In recent years, the education sector has struggled to recruit and retain new teachers, and this year, perhaps more than ever, schools need strategies to preserve early career teachers from suffering the multiple burdens of workload, isolation and inexperience with classroom teaching.

With the introduction of the Early Career Framework this term, we are entering a new and exciting phase in the provision of training for new teachers. This undoubtedly presents a great opportunity to enhance practical skills, knowledge and confidence during teachers' first years in the job.

It goes without saying that teachers play a critical part in maximising the life chances of young people, so recruiting and retaining the best is a vital moral imperative for schools. For some time now, the retention of teachers has been a considerable concern, particularly as a large proportion of teachers leave the profession within the first five years of qualifying. In May 2018 the Government issued 'Strengthening QTS and improving career progression for teachers', which acknowledged the need to ensure all new teachers have the right support in place at the beginning of their career. The DfE committed to the development of the Early Career Framework (ECF) which increases the Induction period from one, to two years.
____
WRITTEN EXERCISE A -> According to the passage on early career teachers, how does the Early Career Framework change the Induction period?
WRITTEN EXERCISE B -> Decide whether each statement agrees with the passage on early career teachers, answering yes or no and quoting the words that decide it: (i) The Government issued 'Strengthening QTS and improving career progression for teachers' in May 2018. (ii) The Early Career Framework shortens the Induction period. (iii) A large proportion of teachers leave the profession within the first ten years of qualifying.
WRITTEN EXERCISE C -> List every burden that the passage on early career teachers says schools need to keep early career teachers from suffering.

DATA LINES ->
____
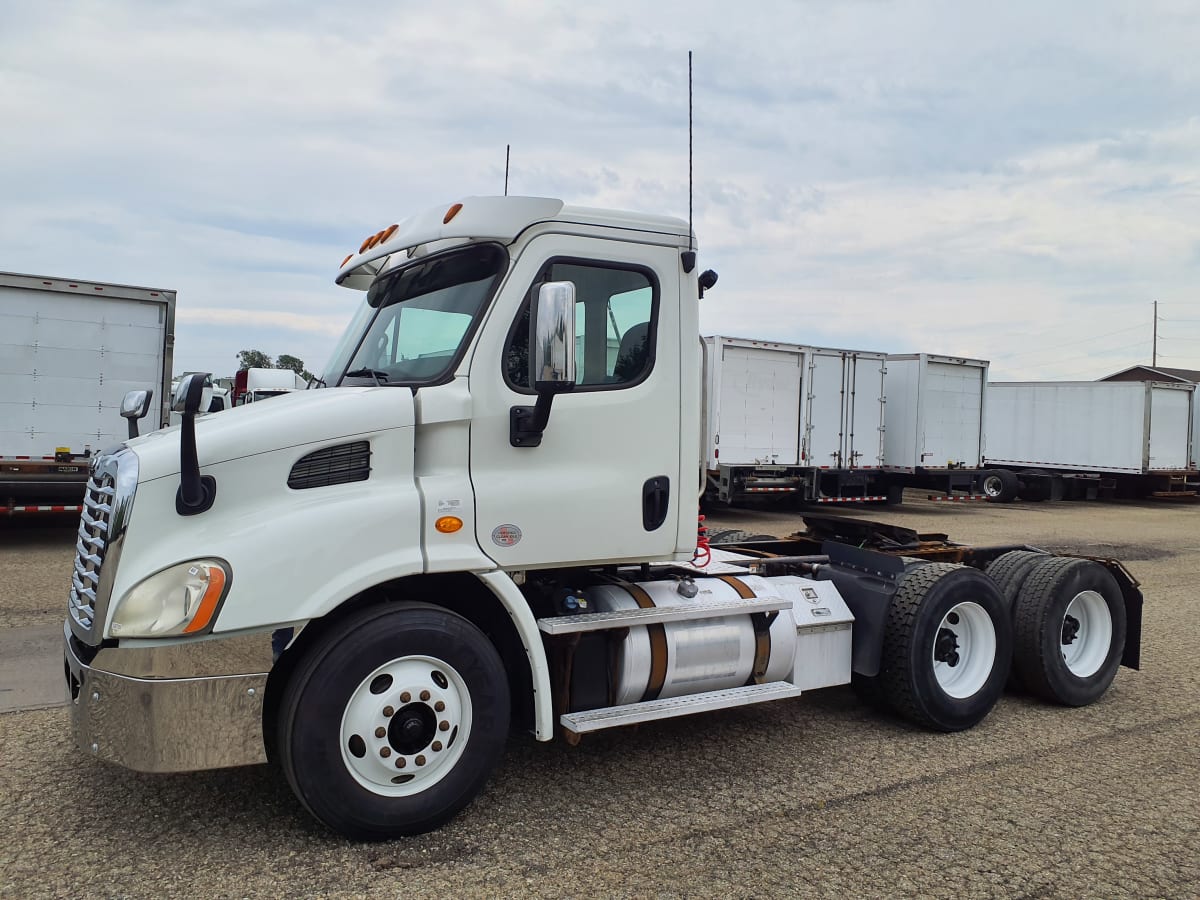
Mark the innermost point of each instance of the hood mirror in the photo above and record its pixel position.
(196, 493)
(135, 406)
____
FINISHED ANSWER A -> It increases the Induction period from one year to two years.

FINISHED ANSWER B ->
(i) Yes: "In May 2018 the Government issued 'Strengthening QTS and improving career progression for teachers'"
(ii) No: "increases the Induction period from one, to two years"
(iii) No: "a large proportion of teachers leave the profession within the first five years of qualifying"

FINISHED ANSWER C -> Workload, isolation, inexperience with classroom teaching